## WORK INSTRUCTION
Go through the data below and retype all of it exactly.

## SOURCE RECORDS
+-------+

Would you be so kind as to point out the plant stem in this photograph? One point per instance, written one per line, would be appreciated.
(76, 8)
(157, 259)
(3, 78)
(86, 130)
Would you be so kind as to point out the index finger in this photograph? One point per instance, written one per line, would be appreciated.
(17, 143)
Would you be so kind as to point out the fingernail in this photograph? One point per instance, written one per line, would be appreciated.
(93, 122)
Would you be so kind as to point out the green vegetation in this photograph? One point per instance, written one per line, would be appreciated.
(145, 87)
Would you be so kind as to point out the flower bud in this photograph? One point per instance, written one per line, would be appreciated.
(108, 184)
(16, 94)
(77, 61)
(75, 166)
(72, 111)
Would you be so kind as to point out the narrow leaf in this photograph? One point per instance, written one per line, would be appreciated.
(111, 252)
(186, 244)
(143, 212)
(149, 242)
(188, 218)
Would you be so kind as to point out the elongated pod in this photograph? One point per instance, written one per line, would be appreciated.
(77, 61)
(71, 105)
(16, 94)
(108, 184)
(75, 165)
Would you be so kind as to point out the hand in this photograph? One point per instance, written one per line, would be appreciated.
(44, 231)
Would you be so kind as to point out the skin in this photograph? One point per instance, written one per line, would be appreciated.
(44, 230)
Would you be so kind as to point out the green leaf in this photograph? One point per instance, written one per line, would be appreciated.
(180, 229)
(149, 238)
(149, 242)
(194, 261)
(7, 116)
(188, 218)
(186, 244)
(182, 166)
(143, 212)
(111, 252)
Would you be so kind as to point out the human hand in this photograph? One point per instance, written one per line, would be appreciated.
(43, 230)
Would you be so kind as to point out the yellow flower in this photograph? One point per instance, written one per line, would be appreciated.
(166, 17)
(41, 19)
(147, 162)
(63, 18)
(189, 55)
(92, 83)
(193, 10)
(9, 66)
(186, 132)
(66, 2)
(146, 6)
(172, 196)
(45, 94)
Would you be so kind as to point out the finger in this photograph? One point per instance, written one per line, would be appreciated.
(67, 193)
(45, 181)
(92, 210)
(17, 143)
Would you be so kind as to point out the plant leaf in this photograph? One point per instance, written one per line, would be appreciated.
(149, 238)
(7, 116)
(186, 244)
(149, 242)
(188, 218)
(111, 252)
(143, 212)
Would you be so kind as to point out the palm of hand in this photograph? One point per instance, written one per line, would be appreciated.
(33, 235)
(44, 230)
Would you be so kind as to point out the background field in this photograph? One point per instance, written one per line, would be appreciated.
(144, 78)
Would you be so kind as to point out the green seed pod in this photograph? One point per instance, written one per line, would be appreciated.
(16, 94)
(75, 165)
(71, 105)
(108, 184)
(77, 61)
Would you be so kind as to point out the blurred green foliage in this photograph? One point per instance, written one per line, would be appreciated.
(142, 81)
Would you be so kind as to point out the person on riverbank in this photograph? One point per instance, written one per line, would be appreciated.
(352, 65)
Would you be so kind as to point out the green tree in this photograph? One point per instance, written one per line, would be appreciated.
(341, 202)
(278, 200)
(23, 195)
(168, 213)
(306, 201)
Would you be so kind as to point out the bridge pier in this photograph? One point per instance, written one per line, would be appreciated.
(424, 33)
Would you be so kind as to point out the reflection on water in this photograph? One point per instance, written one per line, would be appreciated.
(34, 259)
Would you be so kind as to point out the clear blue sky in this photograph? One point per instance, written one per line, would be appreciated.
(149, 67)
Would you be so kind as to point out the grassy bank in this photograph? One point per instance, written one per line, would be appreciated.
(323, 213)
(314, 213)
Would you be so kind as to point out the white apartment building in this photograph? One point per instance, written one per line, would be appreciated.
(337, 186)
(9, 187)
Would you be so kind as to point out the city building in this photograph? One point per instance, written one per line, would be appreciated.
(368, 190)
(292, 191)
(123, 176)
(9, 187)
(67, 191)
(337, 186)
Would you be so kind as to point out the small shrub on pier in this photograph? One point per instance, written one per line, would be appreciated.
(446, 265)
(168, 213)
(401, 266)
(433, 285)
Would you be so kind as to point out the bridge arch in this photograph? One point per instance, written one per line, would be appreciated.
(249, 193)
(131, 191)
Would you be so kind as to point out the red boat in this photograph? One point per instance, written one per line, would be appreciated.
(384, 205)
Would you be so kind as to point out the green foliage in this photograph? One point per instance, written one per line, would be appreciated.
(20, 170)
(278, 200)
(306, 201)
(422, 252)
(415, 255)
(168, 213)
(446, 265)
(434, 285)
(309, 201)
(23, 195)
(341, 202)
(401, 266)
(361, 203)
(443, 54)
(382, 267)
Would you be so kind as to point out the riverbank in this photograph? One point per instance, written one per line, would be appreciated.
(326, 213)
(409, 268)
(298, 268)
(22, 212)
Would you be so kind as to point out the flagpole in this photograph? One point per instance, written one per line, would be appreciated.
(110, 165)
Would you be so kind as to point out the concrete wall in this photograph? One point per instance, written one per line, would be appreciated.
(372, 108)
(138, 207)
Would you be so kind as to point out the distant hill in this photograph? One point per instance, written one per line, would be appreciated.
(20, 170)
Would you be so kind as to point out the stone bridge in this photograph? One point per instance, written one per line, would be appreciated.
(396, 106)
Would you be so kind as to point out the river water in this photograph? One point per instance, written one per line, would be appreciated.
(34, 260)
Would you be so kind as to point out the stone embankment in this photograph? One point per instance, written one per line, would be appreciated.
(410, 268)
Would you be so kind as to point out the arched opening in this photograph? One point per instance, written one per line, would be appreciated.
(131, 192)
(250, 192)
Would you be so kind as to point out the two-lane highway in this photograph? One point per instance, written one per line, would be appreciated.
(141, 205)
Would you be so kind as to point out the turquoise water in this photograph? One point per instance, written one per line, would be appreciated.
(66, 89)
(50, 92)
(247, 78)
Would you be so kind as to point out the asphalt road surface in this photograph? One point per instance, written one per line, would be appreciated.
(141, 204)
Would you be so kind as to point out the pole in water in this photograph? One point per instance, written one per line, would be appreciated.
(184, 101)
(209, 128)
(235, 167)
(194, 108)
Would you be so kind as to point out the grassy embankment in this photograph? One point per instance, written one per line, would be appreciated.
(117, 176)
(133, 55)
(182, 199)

+-------+

## RESPONSE BOX
Would you be so kind as to point out the plant stem in this photograph? One point per instance, written one per line, would be appreciated.
(76, 8)
(157, 259)
(3, 78)
(86, 130)
Would you be so kind as to point out the index finger in this photograph? One point per instance, written one per line, would be appreciated.
(17, 143)
Would you be so kind as to point out the fingernail in this photograph? One point per instance, written one per line, would be appreciated.
(93, 122)
Would you be so kind as to point out the green vegetation in this photograph? One point per instance, written one per line, would be appreciated.
(145, 87)
Would you be so kind as to point out the flower bud in this photograph? One point per instance, written one per line, would be appreciated.
(108, 184)
(16, 94)
(77, 61)
(75, 166)
(72, 111)
Would you be so kind as to point out the narrow leaf in this photograph? One point per instance, written one per line, would be appreciated.
(111, 252)
(186, 244)
(143, 212)
(149, 242)
(188, 218)
Would you be so kind as to point out the elongated pod in this photograph? One point per instance, written one per line, would be appreciated.
(77, 61)
(71, 105)
(16, 94)
(108, 184)
(75, 165)
Would you be so kind as to point out the hand in this photograph? One point per instance, written one per line, would be appreciated.
(44, 231)
Would you be so kind as to point out the skin in this photograph? One point per instance, written one per line, would be appreciated.
(44, 230)
Would you be so kind as to point out the green leaf in this photograph? One point per instance, written one per line, would be appreciated.
(180, 229)
(149, 238)
(149, 242)
(194, 261)
(7, 116)
(188, 218)
(186, 244)
(182, 166)
(143, 212)
(111, 252)
Would you be so kind as to point out the human hand in this photograph? One point per instance, written one per line, would be appreciated.
(43, 230)
Would you be so kind as to point out the yellow flower in this photograph? One point per instance, written one per line, would be appreciated.
(166, 17)
(41, 19)
(147, 162)
(63, 18)
(189, 55)
(92, 83)
(193, 10)
(9, 66)
(186, 132)
(66, 2)
(146, 6)
(172, 196)
(45, 94)
Would you be so kind as to point out the finger in this photograph? One point per instance, written one per line, would be appreciated.
(67, 193)
(45, 181)
(92, 210)
(17, 143)
Would you be so kind as to point out the plant leaf in this photograph? One point per instance, written one per line, would be appreciated.
(149, 238)
(7, 116)
(186, 244)
(149, 242)
(188, 218)
(111, 252)
(143, 212)
Would you be so kind as to point out the palm of hand in this photograph? One point per instance, written one per line, would be appreciated.
(33, 235)
(44, 230)
Would you be so kind as to point out the background field in this photograph? One point per instance, written one per line, would be appreciated.
(144, 78)
Would you be so kind as to point out the green seed pod in this photograph? One point per instance, written one per line, would be appreciated.
(16, 94)
(75, 165)
(71, 105)
(108, 184)
(77, 61)
Would you be so kind as to point out the blurred green foliage in this photograph? One point per instance, written one per line, would be appreciated.
(142, 81)
Would you be so kind as to point out the person on riverbank in this photograph? One point per instance, written one per line, would be appreciated.
(352, 65)
Would you be so kind as to point out the green tree in this photograph? One point per instance, written one per line, would be appreciated.
(341, 202)
(278, 200)
(23, 195)
(168, 213)
(306, 201)
Would you be so kind as to point out the bridge pier in this photograph? One point per instance, written one per line, would be appreciated.
(424, 33)
Would you be so kind as to point out the reflection on water in this photograph? One point per instance, written one per line, would be appreciated.
(34, 259)
Would you be so kind as to point out the clear blue sky in this photograph? One point per instance, written one per line, would be appreciated.
(149, 67)
Would you be so kind as to point out the grassy bank in this photograph? One point per instance, written one per line, would be appreciated.
(323, 213)
(314, 213)
Would you be so kind as to point out the white apartment building in this photograph? One point per instance, written one per line, would be appreciated.
(337, 186)
(9, 187)
Would you be so kind as to point out the city building in this photograph? One point per instance, written one per line, would be appreciated.
(368, 190)
(292, 191)
(123, 176)
(9, 187)
(67, 191)
(337, 186)
Would you be so kind as to point out the small shrub on pier in this photograph? One point per instance, written one per line, would be appreciated.
(446, 265)
(168, 213)
(401, 266)
(433, 285)
Would you be so kind as to point out the bridge arch in this photograph? One point per instance, written one per line, would be appreciated.
(249, 193)
(131, 191)
Would you be so kind as to point out the red boat in this photograph? One point per instance, written one per line, would be appreciated.
(384, 205)
Would you be so kind as to point out the green foliage in this photograph? One point per instance, written one per line, would be appreciated.
(20, 170)
(278, 200)
(306, 201)
(422, 252)
(415, 255)
(168, 213)
(446, 265)
(434, 285)
(309, 201)
(23, 195)
(341, 202)
(401, 266)
(361, 203)
(443, 54)
(382, 267)
Would you be so kind as to point out the riverbank in this photograph? One point per instance, written one per line, would be appreciated.
(326, 213)
(409, 268)
(298, 268)
(22, 212)
Would you be so kind as to point out the flagpole in this photograph? One point per instance, written one per line, would be appreciated.
(110, 165)
Would you be so kind as to point out the concrete wall in this photograph? One point per instance, written one per line, would be appreciated.
(372, 108)
(138, 207)
Would you be so kind as to point out the distant hill in this photograph? One point per instance, written one per line, would be appreciated.
(20, 170)
Would you be so kind as to point out the stone bridge in this photograph? One point per instance, written one per line, would be appreciated.
(396, 106)
Would you be so kind as to point out the river water in this photograph? One point per instance, written one per line, would be appreciated.
(34, 260)
Would you be so kind as to point out the stone embankment in this photograph? One point per instance, written one per line, would be appreciated.
(410, 268)
Would you be so kind as to point out the arched opening in this photograph? One point per instance, written one per line, would be appreciated.
(131, 192)
(250, 192)
Would you be so kind as to point out the two-lane highway in this photograph? One point per instance, written one per line, would be appreciated.
(141, 205)
Would you be so kind as to point out the turquoise water in this photograph? One point per instance, written one per line, would be appreciated.
(66, 89)
(50, 92)
(247, 78)
Would you be so kind as to point out the asphalt road surface in this photograph? One point per instance, written one per line, would be appreciated.
(141, 204)
Would you be so kind as to point out the pole in water in this photograph? One point per instance, written one per line, would be appreciated.
(184, 101)
(209, 128)
(235, 167)
(194, 108)
Would you be so kind as to point out the grassy embankment in this photograph? One point per instance, written one per line, would be appreciated.
(117, 176)
(133, 55)
(182, 199)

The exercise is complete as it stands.